→ Provided records

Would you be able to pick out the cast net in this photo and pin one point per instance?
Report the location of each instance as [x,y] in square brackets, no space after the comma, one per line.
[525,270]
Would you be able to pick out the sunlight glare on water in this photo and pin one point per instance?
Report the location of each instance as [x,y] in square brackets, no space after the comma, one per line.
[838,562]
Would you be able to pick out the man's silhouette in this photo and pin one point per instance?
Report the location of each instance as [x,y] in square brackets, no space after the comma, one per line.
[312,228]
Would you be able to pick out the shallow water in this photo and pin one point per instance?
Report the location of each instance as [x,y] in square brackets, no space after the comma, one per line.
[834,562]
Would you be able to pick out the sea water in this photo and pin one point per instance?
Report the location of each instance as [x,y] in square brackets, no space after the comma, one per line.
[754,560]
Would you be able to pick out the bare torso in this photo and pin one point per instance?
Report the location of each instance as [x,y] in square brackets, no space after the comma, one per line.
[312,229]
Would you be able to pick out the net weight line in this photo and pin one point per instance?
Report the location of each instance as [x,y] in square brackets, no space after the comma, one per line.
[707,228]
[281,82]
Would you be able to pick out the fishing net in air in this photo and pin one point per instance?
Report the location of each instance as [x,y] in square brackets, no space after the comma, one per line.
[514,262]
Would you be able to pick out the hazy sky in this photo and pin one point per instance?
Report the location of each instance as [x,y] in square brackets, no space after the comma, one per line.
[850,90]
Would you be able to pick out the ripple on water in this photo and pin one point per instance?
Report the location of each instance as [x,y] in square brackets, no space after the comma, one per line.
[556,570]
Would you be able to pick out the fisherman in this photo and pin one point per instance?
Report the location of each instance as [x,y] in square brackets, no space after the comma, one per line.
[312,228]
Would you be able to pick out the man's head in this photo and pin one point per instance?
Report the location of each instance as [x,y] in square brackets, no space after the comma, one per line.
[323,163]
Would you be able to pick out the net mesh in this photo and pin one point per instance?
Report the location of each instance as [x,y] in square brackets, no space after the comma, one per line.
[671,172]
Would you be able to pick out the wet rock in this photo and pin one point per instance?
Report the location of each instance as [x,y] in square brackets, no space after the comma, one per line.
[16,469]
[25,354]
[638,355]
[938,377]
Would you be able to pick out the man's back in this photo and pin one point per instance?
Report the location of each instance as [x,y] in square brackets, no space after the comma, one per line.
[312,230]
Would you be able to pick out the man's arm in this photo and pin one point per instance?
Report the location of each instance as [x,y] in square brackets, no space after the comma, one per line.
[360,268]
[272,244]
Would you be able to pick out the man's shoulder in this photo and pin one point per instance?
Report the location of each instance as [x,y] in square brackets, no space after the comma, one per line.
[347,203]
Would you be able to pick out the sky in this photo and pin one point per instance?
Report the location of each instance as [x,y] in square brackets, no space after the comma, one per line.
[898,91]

→ What is required
Retype the material in full. Each word must match.

→ The reply
Would you be able to pick out the cast net in this photo and pin one point per instance?
Report the location of each instance as [x,y] in square brackets, no space after the comma, one per line.
[525,270]
Would you be able to pick out the sunlight glare on water in this photo and pin one point per instance?
Report the location of each instance as [x,y] in square brackets, no space after the comma, one per line.
[838,562]
Would you be able to pick out the man's silhouette in this photo and pin one point per instance?
Report the location of each instance as [x,y] in square brackets, no space after the comma, one per line.
[312,228]
Would you be able to pick out the shallow water in this photo and pin one point per instance?
Report the location of each instance as [x,y] in square brackets, no space after the comma, one per line.
[834,562]
Would you be able to pick out the sea water in this photo and pin one point per instance?
Report the location of each instance as [x,y] in square brackets, no space after the comma, one per line.
[754,560]
Would you be able to pick out the bare torso in this photo and pin one point per instance?
Report the location of each instance as [x,y] in square brackets, no space after the comma, one per line.
[312,229]
Would you be able to pick out the net weight line in this photo and pin one point per instance?
Report the location of each instance as [x,y] in square brackets, no space after the comma, one per line.
[707,228]
[281,82]
Would you be able to pick out the fishing net in air in this photo and pin one point per instance?
Report the location of each instance as [x,y] in square brackets, no space after the comma, one per line.
[514,262]
Would you be able to pick out the hazy sky in this photo and pin one point per instance?
Report the location of each instance as [x,y] in square brackets, no space after the comma, one per line.
[850,90]
Would you be able to pick out the ripple on water in this photo and pin one point per instance?
Report the location of each instance as [x,y] in square brackets, no space after the comma, one per line.
[556,570]
Would you be able to pick out the fisherman in this photo and pin one point per instance?
Report the location of each instance as [x,y] in square brackets, no space after the comma, one per line.
[312,228]
Would you be able to pick out the man's head in this photo and pin one point per instance?
Report the location of each instance as [x,y] in square brackets, no space after the comma, one per line.
[323,163]
Would you be able to pick out the net mesh in this photo and pin one point per instance?
Report the location of each instance as [x,y] in square brackets, no space after the comma, one per line.
[671,172]
Would you be able to pick out the wet rock in this photo and pin one point per instance?
Report the location of each instance as [x,y] in square brackets, no space after the comma, one per line.
[16,469]
[25,354]
[638,355]
[938,377]
Would you be able to pick out the man's back in this photo and pin one point per instance?
Report the location of each instance as [x,y] in square brackets, no space after the comma, one per line.
[312,230]
Would you be able to pick out the man's arm in this photo and pin one point per instance?
Report the location of each instance as [x,y] in square brackets, no space after the comma, one per line.
[360,268]
[272,244]
Would you be able to pick out the man's shoulder in this photo and pin one point per instance?
Report the location of each instance as [x,y] in square brackets, no space after the comma, one per line.
[347,203]
Would you be able to pick out the sky in this photo and pin one point per instance?
Report the location of each instance as [x,y] in square brackets, no space after the comma, one per line.
[898,91]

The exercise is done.